Work task — Copy the letter to Mom starting at "My dearest Mom, nine" and ending at "one of them.", swapping "twinkle" for "sparkle".

Page text —
My dearest Mom, nine years ago today you transitioned from flesh and blood into pure light and love. A love that now surrounds your cherished family always, a light that still lingers in all of the places that you held close to your heart. You can still be found in bird song, the gentle touch of a summer breeze or a raindrop upon parched earth, dancing on the notes of a favorite piece of music, and in the twinkle of stars. I know now that your passing was not an ending, but the beginning of a magnificent journey home to be with the angels again, to become one of them.
Reflecting on your life, cancer, and passing – as I do every year at this time my precious Mom, the words that capture your path and essence best are love and beauty. At this current moment in history, when so much of the world seems to be desperately lacking in love, kindness, tolerance and light, I have turned inward more than ever to ponder what is truly important. It is love and beauty every time, those achingly magnificent lessons that I learned watching you walk into the sunset of your life with a bravery, love, strength and grace that I am still humbled by.
You loved with all of your heart, and because of that were surrounded by pure love as you left this word. All of your most precious people surrounded you, and I will never forget how completely at peace you were at the very end. The two years of chemo, surgeries, hospitals, pain and fear disappeared, and all that was left was pure love and light. As you slipped away from the physical word, you took our love with you, nothing else material mattered anymore. There was also a love that was pulling you towards it. Our dear Dad, your parents, brother, family and friends who were all waiting for you on the other side. I know that you could see them waiting as you were slipping away, a circle of pure love that bridged life and death, the only constant in both realms.
You also leave behind a beautiful legacy of love. I remember the times as a child when you built forts with me out of the sofa cushions, played with my toy cars, took us on picnics in the park or went for a walk after dinner hand in hand. You made every holiday and special occasion so magical. I always felt that you did these things because they brought you as much joy as me, that I was truly wanted, and our time together was a gift, not a responsibility or obligation. You never dialed it in, you always showed up for your family with all of your heart. You raised your children to be the best they possibly could and wouldn’t accept less. At the same time, you cared for Dad through an illness that lasted a decade, keeping him at home as long as you could. You also cherished time with your beautiful granddaughter, took care of your parents as they aged, and still managed to be there for anyone who needed you. Even when you were going through aggressive cancer treatments, you never complained. In fact, they would intentionally seat new chemo patients next to you because of your positivity. People say that you could light up a room just by being in it, so true. I can still see your warm smile and the light in your eyes, hear your laughter.

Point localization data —
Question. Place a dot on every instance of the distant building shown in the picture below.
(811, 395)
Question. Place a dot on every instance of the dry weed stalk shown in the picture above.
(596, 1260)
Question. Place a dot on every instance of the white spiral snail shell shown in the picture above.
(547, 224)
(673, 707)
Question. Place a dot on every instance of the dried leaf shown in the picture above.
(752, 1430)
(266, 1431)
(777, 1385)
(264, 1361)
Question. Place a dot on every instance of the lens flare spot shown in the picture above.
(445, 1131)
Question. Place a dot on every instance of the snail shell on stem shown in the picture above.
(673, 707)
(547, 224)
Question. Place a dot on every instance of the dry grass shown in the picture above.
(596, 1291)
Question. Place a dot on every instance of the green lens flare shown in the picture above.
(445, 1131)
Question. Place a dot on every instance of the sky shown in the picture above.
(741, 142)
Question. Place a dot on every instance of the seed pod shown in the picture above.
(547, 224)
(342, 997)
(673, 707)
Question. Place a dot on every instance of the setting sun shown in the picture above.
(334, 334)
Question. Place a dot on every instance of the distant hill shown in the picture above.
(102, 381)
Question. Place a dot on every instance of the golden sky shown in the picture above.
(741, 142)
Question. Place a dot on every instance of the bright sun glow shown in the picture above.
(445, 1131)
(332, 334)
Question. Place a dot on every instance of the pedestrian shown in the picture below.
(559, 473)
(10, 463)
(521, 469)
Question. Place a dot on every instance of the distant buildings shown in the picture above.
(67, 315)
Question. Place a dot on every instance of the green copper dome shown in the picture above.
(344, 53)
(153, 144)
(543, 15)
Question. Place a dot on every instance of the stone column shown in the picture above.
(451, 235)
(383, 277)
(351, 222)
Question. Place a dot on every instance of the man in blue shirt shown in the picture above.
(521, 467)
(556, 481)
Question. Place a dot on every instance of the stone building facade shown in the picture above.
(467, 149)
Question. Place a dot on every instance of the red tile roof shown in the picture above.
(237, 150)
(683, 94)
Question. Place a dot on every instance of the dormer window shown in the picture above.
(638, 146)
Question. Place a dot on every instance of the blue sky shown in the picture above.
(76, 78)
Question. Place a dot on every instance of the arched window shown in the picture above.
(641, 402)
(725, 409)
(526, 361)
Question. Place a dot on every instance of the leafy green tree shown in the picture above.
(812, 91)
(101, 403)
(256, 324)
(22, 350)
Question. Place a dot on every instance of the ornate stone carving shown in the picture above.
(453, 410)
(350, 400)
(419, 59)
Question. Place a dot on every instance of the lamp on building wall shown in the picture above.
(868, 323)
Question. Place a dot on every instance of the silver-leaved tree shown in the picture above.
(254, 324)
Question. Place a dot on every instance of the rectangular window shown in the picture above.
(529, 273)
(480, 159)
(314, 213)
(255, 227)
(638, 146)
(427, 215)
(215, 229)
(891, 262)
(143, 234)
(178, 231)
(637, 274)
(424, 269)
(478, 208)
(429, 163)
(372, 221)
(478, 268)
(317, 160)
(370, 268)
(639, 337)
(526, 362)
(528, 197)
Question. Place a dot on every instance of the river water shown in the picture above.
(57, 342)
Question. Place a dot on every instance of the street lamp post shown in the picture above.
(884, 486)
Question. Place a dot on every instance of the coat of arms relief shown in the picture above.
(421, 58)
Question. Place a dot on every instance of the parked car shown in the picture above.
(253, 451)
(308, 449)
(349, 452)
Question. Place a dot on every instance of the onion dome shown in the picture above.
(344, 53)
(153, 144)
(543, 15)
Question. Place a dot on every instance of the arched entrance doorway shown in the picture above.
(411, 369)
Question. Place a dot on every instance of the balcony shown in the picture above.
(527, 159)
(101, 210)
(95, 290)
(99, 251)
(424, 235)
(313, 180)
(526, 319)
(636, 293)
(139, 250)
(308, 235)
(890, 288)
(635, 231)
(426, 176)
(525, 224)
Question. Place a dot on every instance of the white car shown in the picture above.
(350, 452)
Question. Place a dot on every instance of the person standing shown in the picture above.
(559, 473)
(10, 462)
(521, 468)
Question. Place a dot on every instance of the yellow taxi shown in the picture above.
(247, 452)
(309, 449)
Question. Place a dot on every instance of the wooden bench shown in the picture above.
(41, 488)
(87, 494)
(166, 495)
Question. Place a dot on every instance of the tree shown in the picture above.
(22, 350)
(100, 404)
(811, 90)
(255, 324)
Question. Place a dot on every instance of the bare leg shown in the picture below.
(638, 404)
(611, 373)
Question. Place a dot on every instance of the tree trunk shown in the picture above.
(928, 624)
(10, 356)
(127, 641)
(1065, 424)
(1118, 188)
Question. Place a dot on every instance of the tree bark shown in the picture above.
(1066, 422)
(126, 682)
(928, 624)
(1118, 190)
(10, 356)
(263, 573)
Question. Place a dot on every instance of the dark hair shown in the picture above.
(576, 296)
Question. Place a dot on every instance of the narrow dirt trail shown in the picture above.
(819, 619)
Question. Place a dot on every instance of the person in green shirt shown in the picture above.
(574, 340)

Exercise output —
My dearest Mom, nine years ago today you transitioned from flesh and blood into pure light and love. A love that now surrounds your cherished family always, a light that still lingers in all of the places that you held close to your heart. You can still be found in bird song, the gentle touch of a summer breeze or a raindrop upon parched earth, dancing on the notes of a favorite piece of music, and in the sparkle of stars. I know now that your passing was not an ending, but the beginning of a magnificent journey home to be with the angels again, to become one of them.